▶ GIVEN PASSAGE
◆ ◆ ◆ ◆

The arrival of your medical and transfer calendar is a big day. It outlines what medications your surrogate will be taking leading up to embryo transfer as well as what day the targeted transfer will take place. Here’s a look at how the process works.
The first thing to understand is that calendars cannot be created until every other requirement has been met by you and your surrogate. All medical tests need to be completed, all accounts need to be adequately funded, and all legal paperwork needs to be finalized. Once all of these have been taken care of, you’ll need to also have decided on an egg donor or, if you’re using your own eggs, and IVF cycle and retrieval date for yourself.
In some cases, the egg retrieval may be completed well before the calendar is completed. Or, you may opt for a “fresh” embryo transfer. This means that the surrogate and the egg donor will do their medical cycles at the same time, with the goal being to retrieve the eggs, fertilize the eggs, and transfer the embryos at the same time without ever freezing them. Understand that success rates are nearly identical between fresh and frozen transfers, so this is really just a preference choice.
In cases of a fresh embryo transfer you may experience a longer wait time between matching and transfer, as an egg donor will need to be selected, and your case specialist will need to match her availability to your surrogate’s, as they’ll both need to be available at roughly the same time.
A calendar can’t be created until logistics and availability between all parties have been obtained and confirmed. This means that the doctor, surrogate, and potentially the egg donor and the intended parents will all need to be available at the same time. Occasionally, aligning availability can present a delay in your timeline. Additionally, delays can happen when any one of the necessary parties doesn’t respond to communication in a prompt manner.

◆ ◆ ◆ ◆

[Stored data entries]

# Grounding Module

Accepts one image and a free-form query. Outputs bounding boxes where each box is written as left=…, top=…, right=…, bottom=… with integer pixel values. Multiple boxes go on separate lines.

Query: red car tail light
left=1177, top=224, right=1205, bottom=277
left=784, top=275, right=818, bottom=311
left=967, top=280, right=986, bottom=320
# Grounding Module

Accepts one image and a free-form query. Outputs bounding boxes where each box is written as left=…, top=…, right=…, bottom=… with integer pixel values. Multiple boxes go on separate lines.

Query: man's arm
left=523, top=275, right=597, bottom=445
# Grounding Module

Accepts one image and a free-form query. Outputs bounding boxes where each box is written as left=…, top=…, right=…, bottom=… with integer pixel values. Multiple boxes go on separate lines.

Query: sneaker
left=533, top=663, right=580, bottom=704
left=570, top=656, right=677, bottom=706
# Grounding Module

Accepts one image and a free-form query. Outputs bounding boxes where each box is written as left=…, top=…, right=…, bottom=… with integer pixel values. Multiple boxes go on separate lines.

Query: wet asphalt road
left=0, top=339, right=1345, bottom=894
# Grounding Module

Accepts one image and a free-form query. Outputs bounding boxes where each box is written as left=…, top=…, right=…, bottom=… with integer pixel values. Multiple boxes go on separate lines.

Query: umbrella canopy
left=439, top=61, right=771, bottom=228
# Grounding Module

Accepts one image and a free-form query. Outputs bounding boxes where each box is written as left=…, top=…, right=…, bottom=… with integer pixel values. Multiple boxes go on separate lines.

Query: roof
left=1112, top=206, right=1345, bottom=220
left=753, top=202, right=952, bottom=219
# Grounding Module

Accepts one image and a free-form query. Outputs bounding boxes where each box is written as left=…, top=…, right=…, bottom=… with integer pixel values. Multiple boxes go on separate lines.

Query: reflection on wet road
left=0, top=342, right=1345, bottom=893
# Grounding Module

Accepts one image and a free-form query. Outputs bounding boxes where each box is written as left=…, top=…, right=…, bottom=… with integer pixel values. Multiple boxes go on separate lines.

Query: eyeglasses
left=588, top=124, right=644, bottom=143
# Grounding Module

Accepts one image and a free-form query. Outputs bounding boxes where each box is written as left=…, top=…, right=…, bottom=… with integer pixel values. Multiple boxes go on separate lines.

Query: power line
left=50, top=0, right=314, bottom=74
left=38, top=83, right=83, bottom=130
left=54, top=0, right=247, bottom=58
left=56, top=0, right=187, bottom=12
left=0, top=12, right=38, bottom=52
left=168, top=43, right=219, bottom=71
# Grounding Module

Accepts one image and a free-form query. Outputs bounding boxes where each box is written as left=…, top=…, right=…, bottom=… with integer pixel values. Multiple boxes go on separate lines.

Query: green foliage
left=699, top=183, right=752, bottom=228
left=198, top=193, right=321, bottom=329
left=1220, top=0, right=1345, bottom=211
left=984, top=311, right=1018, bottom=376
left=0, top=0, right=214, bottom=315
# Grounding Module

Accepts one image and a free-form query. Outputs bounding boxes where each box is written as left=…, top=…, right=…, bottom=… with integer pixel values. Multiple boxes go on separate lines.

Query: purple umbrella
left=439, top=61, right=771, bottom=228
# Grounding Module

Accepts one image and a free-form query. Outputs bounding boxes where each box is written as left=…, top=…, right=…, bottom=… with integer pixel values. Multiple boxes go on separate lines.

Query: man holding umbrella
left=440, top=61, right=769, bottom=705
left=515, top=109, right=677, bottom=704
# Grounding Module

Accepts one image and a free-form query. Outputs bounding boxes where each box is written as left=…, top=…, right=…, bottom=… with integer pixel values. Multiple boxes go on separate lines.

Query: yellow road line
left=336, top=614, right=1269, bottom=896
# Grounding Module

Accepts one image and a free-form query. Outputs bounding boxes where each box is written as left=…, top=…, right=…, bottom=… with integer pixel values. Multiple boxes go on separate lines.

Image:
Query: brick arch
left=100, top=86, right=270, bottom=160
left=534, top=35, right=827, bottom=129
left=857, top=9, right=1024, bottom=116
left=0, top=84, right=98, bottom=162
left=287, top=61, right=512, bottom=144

◆ ◆ ◆ ◆

▶ INSTRUCTIONS
a) According to the passage on surrogacy transfer calendars, how do success rates compare between fresh and frozen embryo transfers?
b) Carry the passage on surrogacy transfer calendars forward from its last sentence.

▶ RESPONSES IN ORDER
a) Success rates are nearly identical between fresh and frozen transfers.

b)
Once all of the logistics have been decided upon and executed, your cycle nurse will create the calendar. This is done by working forward from the date of your surrogate’s last menstrual cycle, specifically the first day of full flow. This typically happens within 5 days of stopping oral birth control.
In most cases, the embryo transfer date is scheduled to happen after 3 weeks on medication. Typically the surrogate starts with an estrogen protocol lasting two weeks followed by progesterone therapy beginning roughly seven days prior to your targeted embryo transfer date.
Of course, every calendar will be a bit different and is often contingent upon which medications your specific doctor chooses. Not all surrogates will be prescribed the same medications, and as a result, not all calendars will be identical. If you have specific questions about your calendar, don’t be afraid to ask your nurse about specifics. Your case specialist should also be able to help if you have questions.